-- Provided material follows --
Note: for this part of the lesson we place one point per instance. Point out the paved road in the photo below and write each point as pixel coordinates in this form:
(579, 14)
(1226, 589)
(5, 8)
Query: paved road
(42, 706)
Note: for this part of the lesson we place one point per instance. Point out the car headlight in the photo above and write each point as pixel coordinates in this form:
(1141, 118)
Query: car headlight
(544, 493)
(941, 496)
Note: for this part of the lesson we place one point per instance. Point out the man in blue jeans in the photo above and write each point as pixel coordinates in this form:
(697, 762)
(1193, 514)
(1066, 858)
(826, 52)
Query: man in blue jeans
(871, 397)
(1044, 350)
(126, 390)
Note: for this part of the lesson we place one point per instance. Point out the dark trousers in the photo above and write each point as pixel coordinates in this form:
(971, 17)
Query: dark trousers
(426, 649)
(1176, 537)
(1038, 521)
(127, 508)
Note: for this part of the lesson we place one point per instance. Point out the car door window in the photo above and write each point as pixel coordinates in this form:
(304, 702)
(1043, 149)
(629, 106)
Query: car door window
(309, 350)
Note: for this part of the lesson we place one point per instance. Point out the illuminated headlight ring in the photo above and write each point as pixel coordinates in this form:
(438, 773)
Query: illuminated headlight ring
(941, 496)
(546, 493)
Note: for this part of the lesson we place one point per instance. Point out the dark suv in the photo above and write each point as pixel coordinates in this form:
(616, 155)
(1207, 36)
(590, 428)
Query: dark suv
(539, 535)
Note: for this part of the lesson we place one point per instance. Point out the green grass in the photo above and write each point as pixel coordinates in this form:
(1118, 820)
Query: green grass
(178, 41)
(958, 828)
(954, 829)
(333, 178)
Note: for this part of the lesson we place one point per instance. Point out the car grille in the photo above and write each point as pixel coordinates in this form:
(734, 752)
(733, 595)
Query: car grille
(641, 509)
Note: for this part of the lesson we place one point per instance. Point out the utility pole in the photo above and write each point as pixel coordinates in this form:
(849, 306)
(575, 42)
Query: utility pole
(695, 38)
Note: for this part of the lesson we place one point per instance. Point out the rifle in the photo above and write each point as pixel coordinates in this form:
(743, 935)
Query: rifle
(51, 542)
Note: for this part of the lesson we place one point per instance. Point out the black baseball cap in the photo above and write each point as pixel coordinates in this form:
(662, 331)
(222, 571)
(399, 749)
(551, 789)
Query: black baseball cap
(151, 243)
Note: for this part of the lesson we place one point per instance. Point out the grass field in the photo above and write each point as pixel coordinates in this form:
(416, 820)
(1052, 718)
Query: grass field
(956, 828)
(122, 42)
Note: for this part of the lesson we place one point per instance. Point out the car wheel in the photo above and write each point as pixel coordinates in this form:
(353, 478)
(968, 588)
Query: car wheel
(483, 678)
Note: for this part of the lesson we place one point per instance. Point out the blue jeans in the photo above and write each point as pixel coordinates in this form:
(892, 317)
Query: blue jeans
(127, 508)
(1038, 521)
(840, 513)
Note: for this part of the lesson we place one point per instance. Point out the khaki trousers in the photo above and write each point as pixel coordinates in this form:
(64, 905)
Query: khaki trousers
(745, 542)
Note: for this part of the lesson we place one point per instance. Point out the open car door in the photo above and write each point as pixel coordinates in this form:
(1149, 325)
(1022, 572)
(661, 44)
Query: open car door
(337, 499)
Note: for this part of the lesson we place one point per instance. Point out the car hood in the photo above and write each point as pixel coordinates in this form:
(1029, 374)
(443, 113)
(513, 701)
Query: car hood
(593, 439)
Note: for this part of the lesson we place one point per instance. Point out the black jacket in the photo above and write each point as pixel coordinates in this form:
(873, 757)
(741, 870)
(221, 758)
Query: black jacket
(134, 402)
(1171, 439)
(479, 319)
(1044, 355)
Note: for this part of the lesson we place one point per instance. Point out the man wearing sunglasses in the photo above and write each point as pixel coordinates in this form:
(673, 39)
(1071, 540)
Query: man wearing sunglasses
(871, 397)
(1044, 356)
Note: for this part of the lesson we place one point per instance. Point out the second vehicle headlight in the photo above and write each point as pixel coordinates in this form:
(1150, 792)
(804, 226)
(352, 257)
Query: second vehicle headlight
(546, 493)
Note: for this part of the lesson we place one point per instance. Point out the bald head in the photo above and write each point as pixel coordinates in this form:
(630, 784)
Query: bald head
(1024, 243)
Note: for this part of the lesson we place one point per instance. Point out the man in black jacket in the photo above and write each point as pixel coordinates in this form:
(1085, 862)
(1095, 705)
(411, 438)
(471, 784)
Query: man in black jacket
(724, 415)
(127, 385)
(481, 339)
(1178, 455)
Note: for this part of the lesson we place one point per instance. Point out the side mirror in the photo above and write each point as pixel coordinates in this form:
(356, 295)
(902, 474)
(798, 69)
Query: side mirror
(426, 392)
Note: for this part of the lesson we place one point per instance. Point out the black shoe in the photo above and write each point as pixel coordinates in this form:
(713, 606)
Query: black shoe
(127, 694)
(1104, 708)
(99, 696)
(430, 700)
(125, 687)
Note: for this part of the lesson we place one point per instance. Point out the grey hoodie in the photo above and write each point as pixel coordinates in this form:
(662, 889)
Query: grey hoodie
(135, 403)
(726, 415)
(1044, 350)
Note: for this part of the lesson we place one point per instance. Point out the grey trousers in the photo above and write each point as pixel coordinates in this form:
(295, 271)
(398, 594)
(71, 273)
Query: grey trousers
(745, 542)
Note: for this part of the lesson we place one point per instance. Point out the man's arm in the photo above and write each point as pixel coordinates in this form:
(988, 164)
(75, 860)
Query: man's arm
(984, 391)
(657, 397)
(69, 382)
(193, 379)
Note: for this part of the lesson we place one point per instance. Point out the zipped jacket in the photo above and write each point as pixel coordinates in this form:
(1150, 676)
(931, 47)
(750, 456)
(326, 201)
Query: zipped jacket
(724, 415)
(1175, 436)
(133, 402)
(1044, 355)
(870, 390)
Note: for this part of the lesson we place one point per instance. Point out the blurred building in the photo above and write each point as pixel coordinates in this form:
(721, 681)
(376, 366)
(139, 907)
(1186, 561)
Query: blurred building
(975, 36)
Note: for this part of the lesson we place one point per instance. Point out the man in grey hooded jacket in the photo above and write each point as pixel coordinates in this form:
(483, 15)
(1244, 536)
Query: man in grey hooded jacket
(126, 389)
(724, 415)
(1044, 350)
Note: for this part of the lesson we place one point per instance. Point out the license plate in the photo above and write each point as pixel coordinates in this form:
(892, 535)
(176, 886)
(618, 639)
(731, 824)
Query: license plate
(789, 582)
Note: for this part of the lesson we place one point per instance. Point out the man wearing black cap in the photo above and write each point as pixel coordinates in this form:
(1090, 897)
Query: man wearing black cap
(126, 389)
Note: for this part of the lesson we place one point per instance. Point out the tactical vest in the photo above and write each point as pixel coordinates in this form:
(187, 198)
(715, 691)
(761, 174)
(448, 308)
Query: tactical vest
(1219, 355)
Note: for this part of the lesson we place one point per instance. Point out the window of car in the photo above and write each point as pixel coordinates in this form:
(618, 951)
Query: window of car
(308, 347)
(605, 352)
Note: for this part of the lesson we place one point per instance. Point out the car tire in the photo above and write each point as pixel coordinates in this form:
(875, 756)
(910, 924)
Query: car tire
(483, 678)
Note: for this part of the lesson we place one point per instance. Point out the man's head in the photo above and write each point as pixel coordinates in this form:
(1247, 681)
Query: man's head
-- Provided material concluded --
§ **Requirement**:
Every record, word for word, must be returned.

§ **Response to this exercise**:
Note: for this part of the lesson we place one point per instance. Point out the paved road in the photo below and write each point as pixel coordinates in this form:
(579, 14)
(1226, 589)
(5, 8)
Query: paved road
(42, 706)
Note: for this part of the lesson we place one point per instance. Point out the car headlight in the photo above and write each point as pixel coordinates in this form:
(1141, 118)
Query: car headlight
(544, 493)
(941, 496)
Note: for this part of the lesson we place one point per instance. Point out the man in blue jeans in the photo above and write each point as pixel coordinates in this form:
(697, 762)
(1193, 514)
(1066, 858)
(826, 52)
Query: man in blue jeans
(871, 397)
(1044, 350)
(126, 390)
Note: for this part of the lesson we place one point per instance. Point out the dark trousers in the photo above and write each point as pixel coordinates in this form:
(971, 17)
Query: dark trousers
(426, 649)
(1176, 537)
(1038, 521)
(127, 508)
Note: for this part of the lesson we place one point per instance. Point out the car door window in the photo above and write each point as pixel coordinates in this form:
(304, 702)
(1043, 149)
(629, 106)
Query: car door window
(309, 350)
Note: for this part of the lesson we place one point per instance. Point out the illuminated headlight ring in the photo above and write each point as pixel coordinates in this form:
(438, 773)
Query: illuminated headlight ring
(941, 496)
(546, 493)
Note: for this part of the lesson we place one point per instance. Point out the dark suv in the photo above and write each point as pixel coordinates in this form:
(616, 155)
(1207, 36)
(590, 428)
Query: dark suv
(539, 535)
Note: for this part of the lesson we place one point per instance. Point out the green grass in the photo above and write each point as pixel coordinates in this form:
(1118, 820)
Query: green grass
(178, 41)
(958, 828)
(954, 829)
(333, 178)
Note: for this part of the lesson we place one point per instance. Point out the car grille in the photo above and write each point as pixel coordinates in this form:
(734, 752)
(733, 595)
Query: car grille
(641, 509)
Note: for this part of the lesson we place one point per instance. Point out the utility pole in the photo above and write each point as pixel coordinates in this form:
(849, 306)
(575, 42)
Query: utility pole
(695, 38)
Note: for this part of the lesson we place one point per instance. Point out the rifle in the photo above and write each point as pixel coordinates in this form:
(743, 935)
Query: rifle
(51, 542)
Note: for this part of the lesson we place one point per instance. Point out the black baseball cap in the photo above and write each point as pixel coordinates in this form:
(662, 331)
(222, 571)
(399, 749)
(551, 789)
Query: black baseball cap
(151, 243)
Note: for this part of the lesson we place one point per instance. Point out the grass field in the photo above and write each point as pixel coordinates in this form:
(416, 820)
(1052, 718)
Query: grass field
(956, 828)
(122, 42)
Note: for this part of the lesson we place one point per instance. Point out the car wheel in the photo above and write each point as pixel coordinates in this form:
(353, 478)
(968, 588)
Query: car wheel
(483, 678)
Note: for this part of the lesson we place one point per instance. Point out the blue jeans in the photo above and write each point as pixel coordinates in this form:
(892, 317)
Query: blue jeans
(127, 508)
(1038, 521)
(840, 513)
Note: for this part of the lesson we place one point per instance. Point out the khaki trousers in the photo above and write each point as pixel coordinates in this form:
(64, 905)
Query: khaki trousers
(745, 542)
Note: for this part of the lesson we place one point per instance. Point out the open car door in the photo above and write each point as pixel coordinates in this form:
(1149, 325)
(1022, 572)
(661, 44)
Query: open car door
(337, 499)
Note: for this part of the lesson we place one point per instance. Point out the car hood in the photo above and write each point as pixel coordinates in this form:
(1029, 374)
(443, 113)
(513, 701)
Query: car hood
(593, 439)
Note: for this part of the lesson we place one point per instance. Point out the black jacket in the photo above and write each point as pixel coordinates in this form:
(873, 757)
(741, 870)
(221, 758)
Query: black jacket
(134, 402)
(1171, 439)
(479, 319)
(1044, 355)
Note: for this part of the lesson we place one point per instance. Point out the man wearing sunglasses in the photo above and write each point as pixel coordinates in this form:
(673, 39)
(1071, 540)
Query: man wearing sunglasses
(871, 397)
(1044, 356)
Note: for this part of the lesson we place one point per instance. Point out the second vehicle headlight in the photo above and write each point as pixel coordinates in this form:
(1150, 792)
(804, 226)
(352, 257)
Query: second vehicle headlight
(546, 493)
Note: for this part of the lesson we place one point per instance. Point out the bald head in the photo above and write each point as pixel coordinates in this form:
(630, 784)
Query: bald head
(1024, 243)
Note: for this part of the lesson we place one point per instance. Point out the man in black jacket in the photo above and write each point as pixel coordinates in this form:
(1085, 862)
(1095, 705)
(411, 438)
(471, 784)
Query: man in black jacket
(724, 415)
(127, 385)
(481, 339)
(1178, 455)
Note: for this part of the lesson we place one point per instance. Point out the side mirror in the photo above and write each point as pixel coordinates in this form:
(356, 295)
(902, 474)
(798, 69)
Query: side mirror
(426, 392)
Note: for this part of the lesson we place one point per instance. Point out the black shoe in the photo above and write each point as pixel coordinates in this form:
(713, 606)
Query: black shoe
(127, 694)
(1104, 708)
(99, 696)
(430, 700)
(125, 687)
Note: for this part of the lesson we place one point per instance. Point out the grey hoodie in the photo above and write each point as pixel coordinates in this form:
(662, 889)
Query: grey hoodie
(135, 403)
(726, 415)
(1044, 350)
Note: for this part of the lesson we place one point per instance. Point out the grey trousers in the photo above and write each point as pixel coordinates in this form:
(295, 271)
(398, 594)
(71, 273)
Query: grey trousers
(745, 542)
Note: for this part of the lesson we place one point per instance. Point out the man's arm in the photo above and write each point as pixel coordinates in this form:
(988, 164)
(75, 860)
Query: man's arm
(984, 391)
(657, 397)
(69, 382)
(193, 379)
Note: for this part of the lesson we place one point per instance. Point out the zipped jacket in the photo above and write each point as pixel coordinates in this form:
(1150, 676)
(931, 47)
(750, 456)
(326, 201)
Query: zipped jacket
(724, 415)
(1175, 436)
(133, 402)
(1044, 355)
(870, 390)
Note: for this part of the lesson we place one point per instance. Point out the blurred building in the photo above and write each point as pixel coordinates in this form:
(721, 681)
(376, 366)
(139, 907)
(1186, 561)
Query: blurred building
(975, 36)
Note: for this part of the lesson we place one point per instance. Point out the man in grey hooded jacket in the photo above and write each point as pixel coordinates in this form:
(483, 15)
(1244, 536)
Query: man in grey hooded jacket
(126, 389)
(724, 415)
(1044, 350)
Note: for this part of the lesson we place one point per instance. Point out the license plate in the photo above and write each point as pixel coordinates in this form:
(892, 535)
(176, 886)
(618, 639)
(731, 824)
Query: license plate
(789, 582)
Note: for this part of the lesson we place one point per instance. Point out the man wearing black cap in the photo above and write each point as pixel coordinates in this form:
(1090, 897)
Query: man wearing black cap
(126, 389)
Note: for this part of the lesson we place one point per instance. Point out the tactical vest in the photo above and write each point as pixel coordinates in this form:
(187, 198)
(715, 691)
(761, 174)
(448, 308)
Query: tactical vest
(1219, 355)
Note: for this part of the lesson we place one point per instance. Point out the window of car in the photo above and write each point as pixel coordinates in this form:
(618, 951)
Query: window of car
(308, 347)
(605, 352)
Note: for this part of the lesson we place one point per instance. Point out the car tire in the photo above and write each point as pixel coordinates in this form:
(875, 756)
(910, 924)
Query: car tire
(483, 678)
Note: for this part of the lesson we place one point per instance. Point out the man's head in the photo above and write each point as pixel coordinates in this form:
(1247, 681)
Query: man's head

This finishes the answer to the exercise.